## [PÁGINA]
+++
FENPROF entrega carta no MCES

10 de dezembro, 2003

Como se sabe, o MCES decidiu impor um conjunto de regras restritivas para a fixação de vagas, atribuindo o prazo de 10 dias para o seu cumprimento, numa atitude de grave desrespeito para com as instituições e respectiva autonomia, e para com todos os que nelas trabalham e estudam.
Foram assim impostos cortes cegos de 10% nas vagas dos cursos de ciências sociais e humanas (sem qualquer critério de qualidade) e cortes da mesma natureza em outros, pondo designadamente em risco a possibilidade de continuação de muitos cursos, alguns com elevada relevância social (mas com pouca procura), a poucos meses do início do próximo ano lectivo.
A FENPROF já denunciou estas medidas como incluídas nos propósitos de benefício ilegítimo do ensino privado e de redução da responsabilidade do Estado pelo financiamento do Ensino Superior Público.
Perante esta situação, a FENPROF tomou a decisão de manifestar ao Ministro o seu desagrado e a sua oposição a estes métodos e propósitos, e de lhe apresentar em mão propostas alternativas.
Assim, uma delegação de dirigentes e activistas sindicais do ensino superior da FENPROF, à escala nacional,  entregou uma carta no dia 12 de Junho, no MCES (Palácio das Laranjeiras), que apresentamos mais adiante na sua versão integral.


Exmº Senhor
Ministro da Ciência e do Ensino Superior
Palácio das Laranjeiras
Data: 12/03/2003
1649-018 LISBOA

Assunto: Críticas, discordâncias e propostas da FENPROF quanto às orientações do MCES relativas à fixação das vagas para o acesso ao Ensino Superior Público em 2003

Senhor Ministro,

A FENPROF tem vindo a participar de boa fé nos processos de debate por V. Exa. propostos sobre as reformas a empreender no Ensino Superior, incluindo a revisão dos estatutos das carreiras docentes. Infelizmente V. Exa. e o Governo de que faz parte não permitiram o debate público indispensável de antepropostas relativamente à Lei de Bases Financiamento do Ensino Superior e à Lei de Bases da Educação.
+++
## [CONTEÚDO DOS DADOS]
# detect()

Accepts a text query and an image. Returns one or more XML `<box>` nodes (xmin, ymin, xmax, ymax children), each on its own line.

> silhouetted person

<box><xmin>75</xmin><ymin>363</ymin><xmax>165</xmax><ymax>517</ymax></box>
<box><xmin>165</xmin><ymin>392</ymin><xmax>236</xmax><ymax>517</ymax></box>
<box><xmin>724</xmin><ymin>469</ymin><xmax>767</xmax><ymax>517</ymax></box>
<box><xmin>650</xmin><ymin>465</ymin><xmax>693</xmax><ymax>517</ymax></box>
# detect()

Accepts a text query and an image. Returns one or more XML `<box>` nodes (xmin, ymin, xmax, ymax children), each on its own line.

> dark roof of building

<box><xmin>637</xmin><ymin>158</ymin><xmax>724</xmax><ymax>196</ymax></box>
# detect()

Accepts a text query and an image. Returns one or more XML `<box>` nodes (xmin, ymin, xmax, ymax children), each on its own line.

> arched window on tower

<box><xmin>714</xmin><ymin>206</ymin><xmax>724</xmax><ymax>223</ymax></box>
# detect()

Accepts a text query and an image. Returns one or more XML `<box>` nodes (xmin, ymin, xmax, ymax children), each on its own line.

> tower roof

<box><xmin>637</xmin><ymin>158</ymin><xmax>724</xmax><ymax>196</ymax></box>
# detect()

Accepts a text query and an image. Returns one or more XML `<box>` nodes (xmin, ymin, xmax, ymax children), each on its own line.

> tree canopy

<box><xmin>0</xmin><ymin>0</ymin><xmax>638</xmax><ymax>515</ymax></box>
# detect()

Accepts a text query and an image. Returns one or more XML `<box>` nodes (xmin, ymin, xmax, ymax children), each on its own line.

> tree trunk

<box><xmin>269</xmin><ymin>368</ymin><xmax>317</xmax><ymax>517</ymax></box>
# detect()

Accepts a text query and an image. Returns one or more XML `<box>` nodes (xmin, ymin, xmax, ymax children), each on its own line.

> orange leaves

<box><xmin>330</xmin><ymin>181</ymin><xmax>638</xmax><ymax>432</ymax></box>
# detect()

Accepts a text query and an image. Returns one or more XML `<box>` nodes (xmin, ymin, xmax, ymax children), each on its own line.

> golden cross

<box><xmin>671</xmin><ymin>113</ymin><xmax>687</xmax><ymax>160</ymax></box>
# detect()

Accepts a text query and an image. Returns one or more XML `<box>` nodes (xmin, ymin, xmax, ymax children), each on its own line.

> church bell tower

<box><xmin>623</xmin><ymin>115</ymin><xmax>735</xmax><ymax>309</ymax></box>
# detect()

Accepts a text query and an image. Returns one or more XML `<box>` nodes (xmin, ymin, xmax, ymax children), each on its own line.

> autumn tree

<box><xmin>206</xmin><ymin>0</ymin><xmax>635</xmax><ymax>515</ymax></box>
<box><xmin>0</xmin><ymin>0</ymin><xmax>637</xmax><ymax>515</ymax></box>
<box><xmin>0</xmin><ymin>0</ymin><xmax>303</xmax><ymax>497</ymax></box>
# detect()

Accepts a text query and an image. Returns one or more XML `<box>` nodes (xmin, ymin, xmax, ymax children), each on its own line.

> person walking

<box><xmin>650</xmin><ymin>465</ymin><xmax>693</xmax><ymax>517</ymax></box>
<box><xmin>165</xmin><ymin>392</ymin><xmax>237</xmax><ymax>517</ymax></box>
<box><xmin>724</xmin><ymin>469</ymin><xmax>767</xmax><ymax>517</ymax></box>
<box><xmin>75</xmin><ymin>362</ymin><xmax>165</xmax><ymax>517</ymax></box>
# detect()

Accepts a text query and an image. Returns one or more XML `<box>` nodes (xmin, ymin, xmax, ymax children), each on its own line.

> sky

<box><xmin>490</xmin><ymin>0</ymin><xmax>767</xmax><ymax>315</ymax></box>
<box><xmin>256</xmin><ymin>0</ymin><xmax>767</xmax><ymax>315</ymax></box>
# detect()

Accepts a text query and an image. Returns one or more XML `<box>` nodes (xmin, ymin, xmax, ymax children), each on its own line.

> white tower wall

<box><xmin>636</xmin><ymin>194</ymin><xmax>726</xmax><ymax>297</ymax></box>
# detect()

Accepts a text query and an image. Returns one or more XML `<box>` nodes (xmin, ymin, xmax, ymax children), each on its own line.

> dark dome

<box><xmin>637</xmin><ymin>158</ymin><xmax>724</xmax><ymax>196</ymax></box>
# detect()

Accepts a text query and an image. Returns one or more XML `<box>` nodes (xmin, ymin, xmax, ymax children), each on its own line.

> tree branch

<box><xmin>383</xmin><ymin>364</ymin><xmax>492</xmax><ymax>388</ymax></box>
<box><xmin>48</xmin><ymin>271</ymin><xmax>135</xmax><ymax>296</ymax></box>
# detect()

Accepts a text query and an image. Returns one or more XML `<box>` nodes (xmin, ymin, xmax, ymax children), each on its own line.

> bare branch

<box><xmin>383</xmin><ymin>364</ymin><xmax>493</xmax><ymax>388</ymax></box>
+++
## [TAREFA 1]
Liste todas as datas com dia e mês que aparecem na página.
## [TAREFA 2]
Repita, por favor, o trecho da página de "Como se sabe, o" a "próximo ano lectivo.".

## [RESPOSTA 1]
10 de dezembro, 2003
12 de Junho
12/03/2003

## [RESPOSTA 2]
Como se sabe, o MCES decidiu impor um conjunto de regras restritivas para a fixação de vagas, atribuindo o prazo de 10 dias para o seu cumprimento, numa atitude de grave desrespeito para com as instituições e respectiva autonomia, e para com todos os que nelas trabalham e estudam.
Foram assim impostos cortes cegos de 10% nas vagas dos cursos de ciências sociais e humanas (sem qualquer critério de qualidade) e cortes da mesma natureza em outros, pondo designadamente em risco a possibilidade de continuação de muitos cursos, alguns com elevada relevância social (mas com pouca procura), a poucos meses do início do próximo ano lectivo.